**Tasks for this exercise:**
1. Reproduce word for word the passage of the PACT article starting with "The Communication Challenge" and going on through "with each other.".
2. Answer these questions from the PACT article:
(a) What does TCO stand for?
(b) How many inter-agent communication strategies did the research analyze?
(c) What does PACT project each raw agent output into before it enters shared history?
--- Document text ---
Optimizing LLM Agent Communication: PACT Reduces Inference Costs

The Communication Challenge in Multi-Agent Systems

Multi-agent systems (MAS) built on Large Language Models (LLMs) represent a promising frontier in the development of complex AI applications. These systems, often organized around roles, pipelines, and turn schedules, allow agents to collaborate to achieve articulated goals. However, a critical aspect that can compromise their efficiency is the way agents communicate with each other.

Traditionally, inter-agent communication has been left to unconstrained natural language. While intuitive, this approach leads to a rapid inflation of token usage, saturating the shared context window, and ultimately negatively impacting both system performance and inference costs. For organizations managing LLM workloads on self-hosted infrastructures, optimizing every single token is fundamental for controlling the Total Cost of Ownership (TCO) and maximizing hardware resource utilization.

PACT: A Protocol for Efficiency

To address these challenges, recent research analyzed five common inter-agent communication strategies across two MAS topologies, finding that no fixed strategy is universally optimal. The key lies in the ability of effective messages to consistently preserve action-centered information needed by downstream agents.

Building on this insight, the PACT (Protocolized Action-state Communication and Transmission) protocol was proposed. PACT treats inter-agent communication as a public state-update problem, projecting each raw agent output into a compact action-state record before it enters shared history. This mechanism ensures that only essential information is transmitted, reducing noise and inefficiency.
--- Source information ---
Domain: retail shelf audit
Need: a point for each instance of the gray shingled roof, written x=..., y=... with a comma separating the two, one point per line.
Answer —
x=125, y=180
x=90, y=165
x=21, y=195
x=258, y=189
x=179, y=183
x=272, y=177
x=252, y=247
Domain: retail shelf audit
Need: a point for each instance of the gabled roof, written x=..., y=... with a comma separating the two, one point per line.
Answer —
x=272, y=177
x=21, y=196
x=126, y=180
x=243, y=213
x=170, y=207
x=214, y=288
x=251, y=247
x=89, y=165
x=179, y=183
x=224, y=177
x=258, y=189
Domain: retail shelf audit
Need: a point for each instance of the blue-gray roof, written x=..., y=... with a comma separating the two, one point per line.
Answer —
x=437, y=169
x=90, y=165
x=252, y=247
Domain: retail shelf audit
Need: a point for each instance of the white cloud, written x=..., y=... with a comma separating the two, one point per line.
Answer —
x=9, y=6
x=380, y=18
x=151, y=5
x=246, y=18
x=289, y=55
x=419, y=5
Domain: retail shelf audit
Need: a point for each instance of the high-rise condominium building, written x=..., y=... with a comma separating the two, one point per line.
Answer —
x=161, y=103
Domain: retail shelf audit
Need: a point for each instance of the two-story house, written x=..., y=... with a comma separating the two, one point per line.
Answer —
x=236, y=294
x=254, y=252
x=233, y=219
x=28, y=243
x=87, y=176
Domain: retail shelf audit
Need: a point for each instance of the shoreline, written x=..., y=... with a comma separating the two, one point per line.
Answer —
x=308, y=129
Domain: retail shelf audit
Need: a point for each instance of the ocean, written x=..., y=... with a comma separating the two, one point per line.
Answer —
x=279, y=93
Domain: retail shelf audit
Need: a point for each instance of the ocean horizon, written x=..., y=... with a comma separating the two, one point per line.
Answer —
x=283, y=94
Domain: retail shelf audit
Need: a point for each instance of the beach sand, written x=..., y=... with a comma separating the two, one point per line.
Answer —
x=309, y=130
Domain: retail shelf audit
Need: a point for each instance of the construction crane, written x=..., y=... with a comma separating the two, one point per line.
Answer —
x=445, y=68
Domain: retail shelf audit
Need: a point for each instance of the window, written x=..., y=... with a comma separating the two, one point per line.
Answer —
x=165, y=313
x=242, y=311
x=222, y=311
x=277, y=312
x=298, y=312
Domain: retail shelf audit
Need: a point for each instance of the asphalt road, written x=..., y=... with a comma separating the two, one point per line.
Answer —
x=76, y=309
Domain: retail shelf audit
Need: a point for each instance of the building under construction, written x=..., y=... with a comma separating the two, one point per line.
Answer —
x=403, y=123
---
**Set of answers:**
1.
The Communication Challenge in Multi-Agent Systems

Multi-agent systems (MAS) built on Large Language Models (LLMs) represent a promising frontier in the development of complex AI applications. These systems, often organized around roles, pipelines, and turn schedules, allow agents to collaborate to achieve articulated goals. However, a critical aspect that can compromise their efficiency is the way agents communicate with each other.

2.
(a) Total Cost of Ownership
(b) Five
(c) A compact action-state record